Céu e terra trocam seus dons - Reflexão de Natal
A oração sobre as oferendas da Missa da noite de
Natal traz uma profunda riqueza espiritual; a verdade do Natal é dita de forma
simples quando anunciamos que na noite de hoje “o céu e a terra trocam seus
dons”, seguida de um pedido para que Deus nos dê a graça de “participar da
divindade daquele que uniu a vós nossa humanidade”.
O céu é a morada do Altíssimo, de lá Ele se
levanta para trazer a libertação a seu povo oprimido na terra[1],
enviando seu próprio filho, Deus de Deus e Luz da Luz. Não há falso deus que
resista, não há treva que suporte o estupor daquele que sendo Deus ilumina cada
recôndito da dimensão humana. Deus mesmo se dá, ele se faz dom. Dom é presente,
dádiva, uma doação gratuita, desinteressada, livre de negociações escusas como
tão comumente conhecemos hoje. Há gratuidade em Deus!
=-=-=-=-=
## OBJETIVO
Responda com base na reflexão de Natal acima:
(a) De qual Missa é a oração sobre as oferendas mencionada?
(b) Segundo essa oração, o que o céu e a terra fazem na noite de hoje?
(c) Quem Deus envia ao se levantar do céu para libertar seu povo?

## MATERIAL FORNECIDO
=-=-=-=-=
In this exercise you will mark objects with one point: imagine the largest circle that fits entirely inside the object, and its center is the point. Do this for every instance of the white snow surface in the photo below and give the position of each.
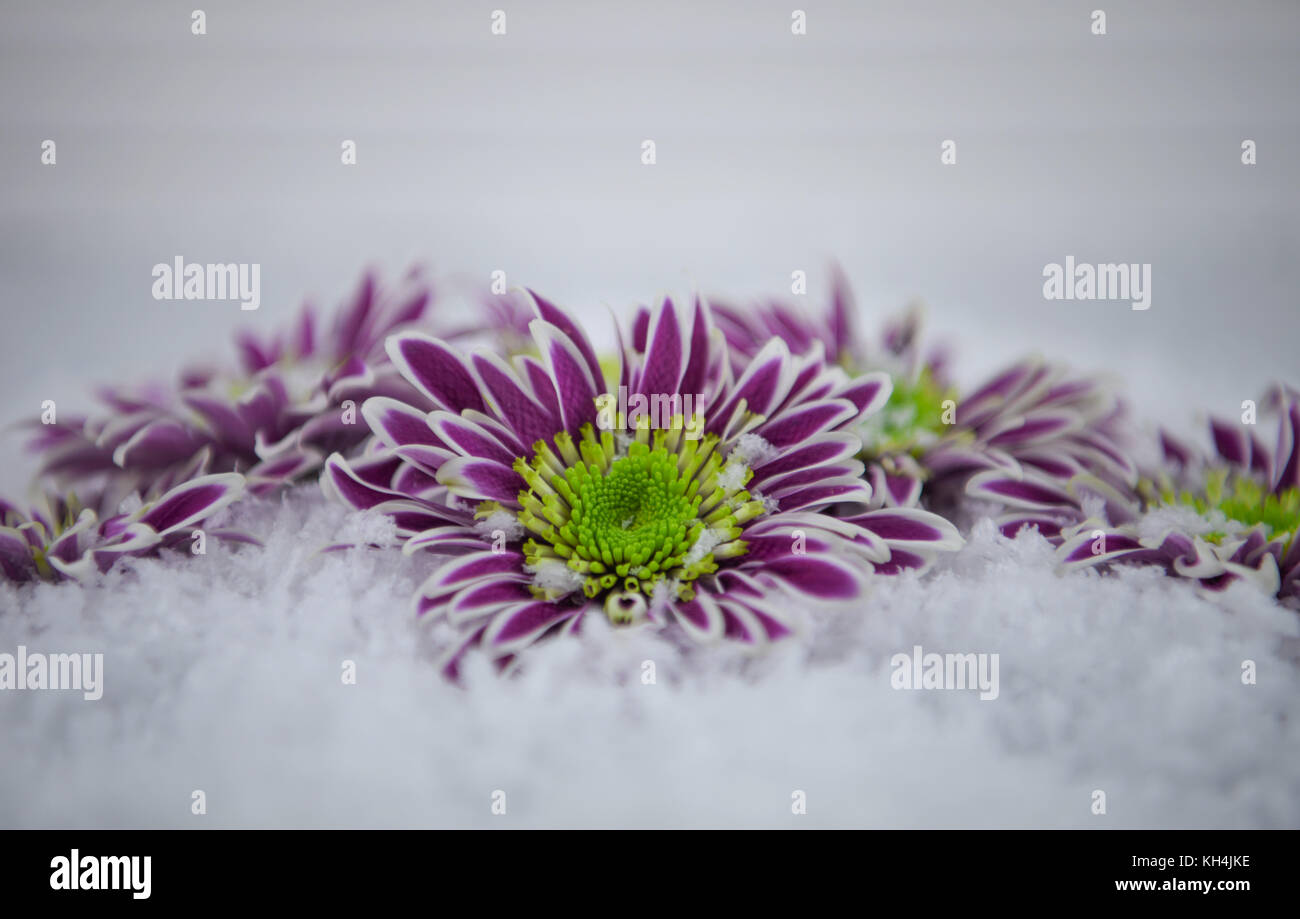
(224, 673)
=-=-=-=-=
## RESULTADO ABAIXO
(a) Da Missa da noite de Natal.
(b) Trocam seus dons.
(c) Seu próprio filho, Deus de Deus e Luz da Luz.